Problem description.
Extract the material line for line, starting at its very first line and continuing through the line that contains "M 450 0 L 1", with both of those lines included.

Data shown.
#####

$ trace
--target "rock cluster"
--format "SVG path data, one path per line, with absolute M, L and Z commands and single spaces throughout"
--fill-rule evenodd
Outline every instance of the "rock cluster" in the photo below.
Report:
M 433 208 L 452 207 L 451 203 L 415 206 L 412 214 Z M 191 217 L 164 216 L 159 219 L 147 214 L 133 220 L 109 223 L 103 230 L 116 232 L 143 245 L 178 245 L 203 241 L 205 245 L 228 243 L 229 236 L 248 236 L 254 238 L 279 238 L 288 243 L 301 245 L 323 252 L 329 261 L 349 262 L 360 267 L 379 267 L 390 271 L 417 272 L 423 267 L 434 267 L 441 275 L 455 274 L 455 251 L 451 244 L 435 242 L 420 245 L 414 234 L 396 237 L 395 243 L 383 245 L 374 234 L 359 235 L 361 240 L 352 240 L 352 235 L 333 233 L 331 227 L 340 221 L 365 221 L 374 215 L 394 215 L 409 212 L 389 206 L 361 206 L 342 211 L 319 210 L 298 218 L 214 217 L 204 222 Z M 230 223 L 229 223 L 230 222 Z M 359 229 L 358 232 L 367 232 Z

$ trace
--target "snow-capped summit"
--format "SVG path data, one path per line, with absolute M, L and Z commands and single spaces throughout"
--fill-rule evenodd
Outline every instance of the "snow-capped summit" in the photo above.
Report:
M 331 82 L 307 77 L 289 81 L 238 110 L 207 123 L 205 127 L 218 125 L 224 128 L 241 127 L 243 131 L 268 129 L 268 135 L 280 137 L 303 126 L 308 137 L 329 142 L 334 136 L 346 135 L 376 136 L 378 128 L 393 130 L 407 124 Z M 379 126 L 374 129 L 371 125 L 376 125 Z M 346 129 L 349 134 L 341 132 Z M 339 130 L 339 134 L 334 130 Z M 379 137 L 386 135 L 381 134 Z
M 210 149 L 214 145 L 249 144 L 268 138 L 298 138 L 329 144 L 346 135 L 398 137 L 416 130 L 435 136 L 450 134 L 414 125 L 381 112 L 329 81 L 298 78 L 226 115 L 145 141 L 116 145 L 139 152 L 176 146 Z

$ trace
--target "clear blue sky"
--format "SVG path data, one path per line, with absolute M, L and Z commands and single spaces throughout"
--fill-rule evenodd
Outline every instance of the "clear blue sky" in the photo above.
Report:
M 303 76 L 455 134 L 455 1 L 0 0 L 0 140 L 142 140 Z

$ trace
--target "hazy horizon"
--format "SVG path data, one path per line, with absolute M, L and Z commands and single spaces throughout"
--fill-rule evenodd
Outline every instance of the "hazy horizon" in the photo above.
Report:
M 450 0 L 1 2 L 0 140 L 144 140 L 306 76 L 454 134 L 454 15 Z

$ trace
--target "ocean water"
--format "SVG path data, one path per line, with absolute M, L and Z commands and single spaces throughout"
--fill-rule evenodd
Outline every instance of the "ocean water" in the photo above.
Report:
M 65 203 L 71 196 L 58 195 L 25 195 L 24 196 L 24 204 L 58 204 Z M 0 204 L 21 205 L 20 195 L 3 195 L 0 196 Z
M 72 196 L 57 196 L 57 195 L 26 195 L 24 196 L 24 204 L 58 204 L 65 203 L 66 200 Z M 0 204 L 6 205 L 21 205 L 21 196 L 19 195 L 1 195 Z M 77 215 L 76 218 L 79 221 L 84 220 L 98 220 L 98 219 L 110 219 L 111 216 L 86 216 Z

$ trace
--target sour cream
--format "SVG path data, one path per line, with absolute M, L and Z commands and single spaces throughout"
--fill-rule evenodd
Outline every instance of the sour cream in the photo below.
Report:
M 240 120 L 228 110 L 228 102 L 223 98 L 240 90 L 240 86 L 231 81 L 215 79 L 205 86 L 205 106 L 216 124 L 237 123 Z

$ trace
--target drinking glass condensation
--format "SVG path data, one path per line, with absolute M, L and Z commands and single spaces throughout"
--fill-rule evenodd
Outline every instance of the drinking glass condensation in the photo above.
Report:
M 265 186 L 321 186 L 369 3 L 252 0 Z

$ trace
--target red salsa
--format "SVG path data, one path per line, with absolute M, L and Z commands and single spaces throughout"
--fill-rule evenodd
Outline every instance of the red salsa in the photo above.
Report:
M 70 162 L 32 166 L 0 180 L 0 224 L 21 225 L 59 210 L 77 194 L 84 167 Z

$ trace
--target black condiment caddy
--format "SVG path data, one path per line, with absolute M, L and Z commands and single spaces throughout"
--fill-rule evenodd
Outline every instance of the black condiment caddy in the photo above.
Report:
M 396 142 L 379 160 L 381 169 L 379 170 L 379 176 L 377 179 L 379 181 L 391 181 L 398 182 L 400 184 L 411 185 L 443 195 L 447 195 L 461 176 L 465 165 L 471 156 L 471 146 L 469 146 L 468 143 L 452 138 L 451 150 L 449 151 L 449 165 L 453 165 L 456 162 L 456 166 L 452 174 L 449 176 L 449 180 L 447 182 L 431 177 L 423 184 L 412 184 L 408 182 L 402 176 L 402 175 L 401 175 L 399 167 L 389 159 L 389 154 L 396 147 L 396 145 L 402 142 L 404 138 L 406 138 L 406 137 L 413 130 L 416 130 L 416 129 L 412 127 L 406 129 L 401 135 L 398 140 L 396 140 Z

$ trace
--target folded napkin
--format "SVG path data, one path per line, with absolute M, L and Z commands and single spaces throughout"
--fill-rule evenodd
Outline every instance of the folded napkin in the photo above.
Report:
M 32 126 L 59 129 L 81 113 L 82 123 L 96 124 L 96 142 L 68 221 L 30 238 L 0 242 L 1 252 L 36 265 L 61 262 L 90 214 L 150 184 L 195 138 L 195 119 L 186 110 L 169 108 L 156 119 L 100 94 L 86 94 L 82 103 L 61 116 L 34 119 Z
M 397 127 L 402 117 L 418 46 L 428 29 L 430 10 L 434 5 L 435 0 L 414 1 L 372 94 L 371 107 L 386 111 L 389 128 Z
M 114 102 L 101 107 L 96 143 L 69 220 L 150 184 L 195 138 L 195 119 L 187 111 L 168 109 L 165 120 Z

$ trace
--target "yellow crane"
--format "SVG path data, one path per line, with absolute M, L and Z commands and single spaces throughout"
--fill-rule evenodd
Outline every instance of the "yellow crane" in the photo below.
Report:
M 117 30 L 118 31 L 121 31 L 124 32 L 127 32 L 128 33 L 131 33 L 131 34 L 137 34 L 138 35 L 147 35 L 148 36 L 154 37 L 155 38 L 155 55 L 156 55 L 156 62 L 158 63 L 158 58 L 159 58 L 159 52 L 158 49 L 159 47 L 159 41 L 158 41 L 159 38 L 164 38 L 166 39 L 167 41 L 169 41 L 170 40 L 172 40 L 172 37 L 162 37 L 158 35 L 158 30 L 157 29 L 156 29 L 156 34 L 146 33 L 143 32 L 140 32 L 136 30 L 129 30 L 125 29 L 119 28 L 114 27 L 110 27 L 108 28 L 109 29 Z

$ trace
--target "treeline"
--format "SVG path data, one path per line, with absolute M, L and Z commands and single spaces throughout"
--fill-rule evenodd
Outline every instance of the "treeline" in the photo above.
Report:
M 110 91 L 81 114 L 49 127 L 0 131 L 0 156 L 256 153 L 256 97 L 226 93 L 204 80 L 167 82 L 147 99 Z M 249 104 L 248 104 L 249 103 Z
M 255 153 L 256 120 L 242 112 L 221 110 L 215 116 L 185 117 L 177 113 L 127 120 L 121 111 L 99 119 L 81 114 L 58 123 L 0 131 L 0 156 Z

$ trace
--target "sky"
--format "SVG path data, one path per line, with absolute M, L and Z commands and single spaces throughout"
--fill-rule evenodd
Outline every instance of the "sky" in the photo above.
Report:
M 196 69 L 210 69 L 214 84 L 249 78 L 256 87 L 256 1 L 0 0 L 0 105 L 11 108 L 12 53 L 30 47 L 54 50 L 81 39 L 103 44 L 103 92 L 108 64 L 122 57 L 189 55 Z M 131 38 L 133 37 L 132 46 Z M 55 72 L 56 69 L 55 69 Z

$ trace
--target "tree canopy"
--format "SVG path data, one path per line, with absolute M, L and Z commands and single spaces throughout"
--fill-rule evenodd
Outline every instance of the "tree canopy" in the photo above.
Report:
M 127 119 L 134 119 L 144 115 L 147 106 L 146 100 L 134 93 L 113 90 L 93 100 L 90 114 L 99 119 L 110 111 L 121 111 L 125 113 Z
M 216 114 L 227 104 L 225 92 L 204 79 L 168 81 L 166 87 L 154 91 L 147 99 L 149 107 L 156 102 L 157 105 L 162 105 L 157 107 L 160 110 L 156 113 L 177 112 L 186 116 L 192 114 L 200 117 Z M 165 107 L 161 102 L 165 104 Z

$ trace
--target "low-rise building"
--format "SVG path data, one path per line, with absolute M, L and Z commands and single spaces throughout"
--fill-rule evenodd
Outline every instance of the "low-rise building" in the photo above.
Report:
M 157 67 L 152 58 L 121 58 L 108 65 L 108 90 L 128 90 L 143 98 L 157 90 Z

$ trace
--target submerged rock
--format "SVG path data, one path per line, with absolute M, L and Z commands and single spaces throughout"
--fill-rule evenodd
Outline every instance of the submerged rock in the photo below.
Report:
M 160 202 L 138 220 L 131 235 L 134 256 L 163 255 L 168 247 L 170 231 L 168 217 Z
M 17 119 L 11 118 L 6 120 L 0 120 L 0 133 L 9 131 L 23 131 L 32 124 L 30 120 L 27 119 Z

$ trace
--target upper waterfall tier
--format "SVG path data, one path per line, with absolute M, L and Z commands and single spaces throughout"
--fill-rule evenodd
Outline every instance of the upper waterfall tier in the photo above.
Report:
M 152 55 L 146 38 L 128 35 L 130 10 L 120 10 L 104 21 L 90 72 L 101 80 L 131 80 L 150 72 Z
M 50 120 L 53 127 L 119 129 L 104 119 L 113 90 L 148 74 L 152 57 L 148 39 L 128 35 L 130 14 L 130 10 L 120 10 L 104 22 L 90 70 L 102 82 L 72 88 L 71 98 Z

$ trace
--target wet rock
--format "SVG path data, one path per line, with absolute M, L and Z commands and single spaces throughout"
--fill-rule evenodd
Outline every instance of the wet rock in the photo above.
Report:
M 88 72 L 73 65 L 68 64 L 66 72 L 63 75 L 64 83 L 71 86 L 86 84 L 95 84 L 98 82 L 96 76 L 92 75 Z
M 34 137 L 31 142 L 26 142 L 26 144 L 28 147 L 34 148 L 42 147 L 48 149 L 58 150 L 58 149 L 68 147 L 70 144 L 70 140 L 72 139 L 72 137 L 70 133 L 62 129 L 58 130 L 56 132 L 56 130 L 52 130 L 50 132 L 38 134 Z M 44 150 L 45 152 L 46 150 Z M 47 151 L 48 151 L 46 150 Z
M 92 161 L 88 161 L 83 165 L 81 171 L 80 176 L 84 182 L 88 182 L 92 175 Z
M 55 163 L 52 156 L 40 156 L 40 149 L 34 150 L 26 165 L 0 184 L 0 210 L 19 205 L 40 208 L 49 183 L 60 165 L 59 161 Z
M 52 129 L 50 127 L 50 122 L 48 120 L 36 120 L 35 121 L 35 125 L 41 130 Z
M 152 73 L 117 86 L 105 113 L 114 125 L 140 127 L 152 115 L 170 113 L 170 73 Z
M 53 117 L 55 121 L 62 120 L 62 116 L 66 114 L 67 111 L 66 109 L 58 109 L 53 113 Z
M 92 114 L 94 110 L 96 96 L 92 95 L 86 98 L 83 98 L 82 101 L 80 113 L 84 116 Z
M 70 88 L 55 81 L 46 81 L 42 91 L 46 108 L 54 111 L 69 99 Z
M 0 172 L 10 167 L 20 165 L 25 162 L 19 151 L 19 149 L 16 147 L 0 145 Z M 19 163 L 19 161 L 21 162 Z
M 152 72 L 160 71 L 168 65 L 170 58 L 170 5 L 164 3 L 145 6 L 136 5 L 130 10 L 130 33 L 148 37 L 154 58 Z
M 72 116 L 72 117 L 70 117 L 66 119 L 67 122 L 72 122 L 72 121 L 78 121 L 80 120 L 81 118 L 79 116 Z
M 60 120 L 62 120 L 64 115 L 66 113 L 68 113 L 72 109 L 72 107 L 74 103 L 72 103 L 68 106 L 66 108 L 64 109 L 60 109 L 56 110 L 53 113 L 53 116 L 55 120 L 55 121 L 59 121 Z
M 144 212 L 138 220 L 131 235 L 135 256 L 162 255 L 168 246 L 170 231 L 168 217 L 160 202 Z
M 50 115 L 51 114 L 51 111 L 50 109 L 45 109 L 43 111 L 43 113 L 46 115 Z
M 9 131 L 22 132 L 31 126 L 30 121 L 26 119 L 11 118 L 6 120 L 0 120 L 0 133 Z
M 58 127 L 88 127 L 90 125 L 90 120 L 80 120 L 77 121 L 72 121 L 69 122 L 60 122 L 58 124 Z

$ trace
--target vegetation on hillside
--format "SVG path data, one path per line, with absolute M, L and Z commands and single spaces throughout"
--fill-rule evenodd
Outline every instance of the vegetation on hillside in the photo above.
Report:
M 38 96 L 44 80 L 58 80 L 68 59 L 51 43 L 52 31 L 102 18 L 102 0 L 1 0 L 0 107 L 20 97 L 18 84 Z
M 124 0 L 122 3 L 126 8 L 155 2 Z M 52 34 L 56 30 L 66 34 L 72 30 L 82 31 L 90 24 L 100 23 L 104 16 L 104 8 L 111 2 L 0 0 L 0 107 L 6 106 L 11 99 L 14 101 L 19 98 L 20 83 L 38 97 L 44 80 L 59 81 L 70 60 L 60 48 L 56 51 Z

#####

Correct answer.
$ trace
--target "rock cluster"
--format "SVG path data, one path per line, with absolute M, L and Z commands and single spaces throughout"
--fill-rule evenodd
Outline every instance of the "rock cluster" in the photo below.
Report:
M 433 208 L 452 207 L 451 203 L 415 206 L 412 214 Z M 191 217 L 164 216 L 159 219 L 147 214 L 133 220 L 109 223 L 103 230 L 116 232 L 143 245 L 178 245 L 203 241 L 205 245 L 228 243 L 229 236 L 248 236 L 254 238 L 279 238 L 288 243 L 301 245 L 323 252 L 329 261 L 349 262 L 360 267 L 379 267 L 390 271 L 417 272 L 423 267 L 434 267 L 441 275 L 455 274 L 455 251 L 451 244 L 435 242 L 420 245 L 414 234 L 396 237 L 395 243 L 383 245 L 374 234 L 359 235 L 361 240 L 352 240 L 352 235 L 333 233 L 331 227 L 340 221 L 365 221 L 374 215 L 394 215 L 409 212 L 389 206 L 361 206 L 342 211 L 319 210 L 298 218 L 214 217 L 204 222 Z M 230 223 L 229 223 L 230 222 Z M 359 229 L 358 232 L 367 232 Z

$ trace
--target "snow-capped summit"
--format "SVG path data, one path per line, with absolute M, L and Z commands and single spaces throughout"
--fill-rule evenodd
Outline every instance of the "snow-capped summit" in the photo above.
Report:
M 331 82 L 307 77 L 289 81 L 238 110 L 207 123 L 205 127 L 218 125 L 224 128 L 241 127 L 243 131 L 268 129 L 268 135 L 280 137 L 303 126 L 308 137 L 329 142 L 334 136 L 346 135 L 376 136 L 378 128 L 393 130 L 407 124 Z M 379 126 L 374 129 L 371 125 L 376 125 Z M 346 129 L 349 134 L 341 132 Z M 339 130 L 339 134 L 334 130 Z M 379 137 L 386 135 L 381 134 Z
M 210 149 L 214 145 L 249 144 L 268 138 L 298 138 L 329 144 L 346 135 L 398 137 L 416 130 L 435 136 L 450 134 L 414 125 L 381 112 L 329 81 L 298 78 L 226 115 L 145 141 L 116 145 L 139 152 L 176 146 Z

$ trace
--target "clear blue sky"
--format "SVG path data, one path per line, with absolute M, L and Z commands and single spaces throughout"
--fill-rule evenodd
Outline every instance of the "clear blue sky" in the photo above.
Report:
M 303 76 L 455 134 L 455 1 L 0 0 L 0 140 L 142 140 Z

$ trace
--target "hazy horizon"
--format "SVG path data, one path per line, with absolute M, L and Z commands and single spaces throughout"
--fill-rule evenodd
Outline every instance of the "hazy horizon" in the photo above.
Report:
M 450 0 L 1 2 L 0 140 L 144 140 L 306 76 L 454 134 L 454 15 Z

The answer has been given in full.